▶ _Text shown_
Monday, December 17, 2018

Back to the Western Desert in June 1942

The events in Syria in early 1942 seemed like a side-show. The real action was in the Far East and in the Western Desert. The Far East had a significant effect on the situation in the Mediterranean and Middle East. Formations from the Middle East were sent to the Far East, such as the 6th and 7th Australian Divisions. From the beginning of 1942 up to April, "180 bombers and 330 fighters" were transferred to the Far East.
The facts were, for the British, were that despite winning the Crusader Battle and breaking the siege of Tobruk, they were unable to exploit that success. The reasons were the commanders that they had were inferior as were the methods that they used for employing tanks and artillery. General Auchinleck's personal involvement to some extent could overcome those issues, but they were not really solved until Bernard Law Montgomery arrived in the Middle East to command the Eighth Army. The effort required to supply and arm Malta was also a drain on resources. This primarily affected the navy and air force.
During the middle of December 1941, the Axis forces pulled back from Gazala to Agedabia. This meant that the British were able to move into Benghazi "on Christmas eve". The Guards brigade (presumably the 22nd Guards Brigade) had moved forward to "make contact" with the enemy forces by 22 December 1941. The British 1st Armoured Division moved to the west to be close to the enemy. The Axis forces responded by pulling back to Tripolitania. Early in January 1942, the small groups of Germans "at Bardia, Salum and Halfaya" were captured.
The Italian navy was able to push a convoy through to Tripoli (Libya) on 5 January 1942. The convoy brought armored vehicles and supplies that allowed Rommel to quickly attack the British. Sadly, the British were caught by surprise. Rommel was strong enough to be able to push the British forces back to the Gazala line. Gazala was reached on 6 February 1942. This is based on the account in Vol.III of the Australian Official History.

Tuesday, December 11, 2018

Training, unrest among the Australians, and a panic in Syria

General Morshead wanted to train his Australians. When 20th Brigade was available with no other distractions, they turned to training. They were involved with battalion and brigade-level "field exercises". You can tell that this was necessary for the 20th Brigade had never had any training since the brigade had been formed 22 months earlier.
There were reports of "unrest" among the Australians. Partly, this was due to their employment in Syria while men were defending Australia at home. No mail from Australia simply aggravated the problem, because no one knew anything about what was really happening in Australia. The men were stuck in the Middle East while their wives and girlfriends were in Australia, possibly meeting American men.

▶ _Required task A_
Output the rows of the data listing as a numbered list with blank lines omitted. Start at the row containing "outline --target=glowing orb" and continue through the row containing "139 308 L 130".

(Data listing)
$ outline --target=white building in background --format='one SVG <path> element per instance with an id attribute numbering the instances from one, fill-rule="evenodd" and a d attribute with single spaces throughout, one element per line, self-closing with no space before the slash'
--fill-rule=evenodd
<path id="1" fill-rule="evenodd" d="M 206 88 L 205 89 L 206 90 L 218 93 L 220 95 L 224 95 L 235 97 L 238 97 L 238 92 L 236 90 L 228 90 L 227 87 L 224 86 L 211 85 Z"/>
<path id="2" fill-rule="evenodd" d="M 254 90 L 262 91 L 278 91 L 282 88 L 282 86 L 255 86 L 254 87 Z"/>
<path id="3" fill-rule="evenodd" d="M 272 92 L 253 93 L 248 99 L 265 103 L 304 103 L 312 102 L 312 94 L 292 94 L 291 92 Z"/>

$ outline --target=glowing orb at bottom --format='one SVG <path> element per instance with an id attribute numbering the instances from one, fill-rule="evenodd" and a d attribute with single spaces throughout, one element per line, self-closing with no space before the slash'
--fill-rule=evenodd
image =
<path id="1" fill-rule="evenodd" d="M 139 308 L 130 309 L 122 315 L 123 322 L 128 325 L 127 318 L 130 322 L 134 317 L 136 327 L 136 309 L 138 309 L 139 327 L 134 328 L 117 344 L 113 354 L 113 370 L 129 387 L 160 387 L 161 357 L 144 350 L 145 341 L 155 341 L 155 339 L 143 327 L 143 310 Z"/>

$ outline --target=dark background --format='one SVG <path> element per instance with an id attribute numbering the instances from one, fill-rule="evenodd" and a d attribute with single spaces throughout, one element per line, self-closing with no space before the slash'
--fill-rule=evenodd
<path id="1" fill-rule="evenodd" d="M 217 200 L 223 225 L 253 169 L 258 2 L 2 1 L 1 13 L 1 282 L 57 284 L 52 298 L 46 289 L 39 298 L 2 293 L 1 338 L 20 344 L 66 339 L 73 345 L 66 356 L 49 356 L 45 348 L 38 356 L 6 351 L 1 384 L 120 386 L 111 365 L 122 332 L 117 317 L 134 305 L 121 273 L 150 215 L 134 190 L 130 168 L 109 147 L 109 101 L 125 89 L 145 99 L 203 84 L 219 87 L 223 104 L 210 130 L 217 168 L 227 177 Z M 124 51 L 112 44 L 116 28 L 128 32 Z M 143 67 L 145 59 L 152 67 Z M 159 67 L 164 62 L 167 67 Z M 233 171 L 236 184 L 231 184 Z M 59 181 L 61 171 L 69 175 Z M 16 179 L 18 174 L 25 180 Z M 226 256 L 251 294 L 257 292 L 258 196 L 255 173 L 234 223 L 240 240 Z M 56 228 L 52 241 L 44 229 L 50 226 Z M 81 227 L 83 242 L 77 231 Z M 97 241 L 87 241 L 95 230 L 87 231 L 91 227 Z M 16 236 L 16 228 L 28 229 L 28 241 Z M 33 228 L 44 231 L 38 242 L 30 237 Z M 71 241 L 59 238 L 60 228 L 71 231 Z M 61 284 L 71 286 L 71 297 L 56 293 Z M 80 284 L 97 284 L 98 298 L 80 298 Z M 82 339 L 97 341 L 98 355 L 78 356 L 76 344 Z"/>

▶ _Required task B_
According to the blog text, on what date was Gazala reached?

▶ _Final result A_
1. $ outline --target=glowing orb at bottom --format='one SVG <path> element per instance with an id attribute numbering the instances from one, fill-rule="evenodd" and a d attribute with single spaces throughout, one element per line, self-closing with no space before the slash'
2. --fill-rule=evenodd
3. image =
4. <path id="1" fill-rule="evenodd" d="M 139 308 L 130 309 L 122 315 L 123 322 L 128 325 L 127 318 L 130 322 L 134 317 L 136 327 L 136 309 L 138 309 L 139 327 L 134 328 L 117 344 L 113 354 L 113 370 L 129 387 L 160 387 L 161 357 L 144 350 L 145 341 L 155 341 L 155 339 L 143 327 L 143 310 Z"/>

▶ _Final result B_
6 February 1942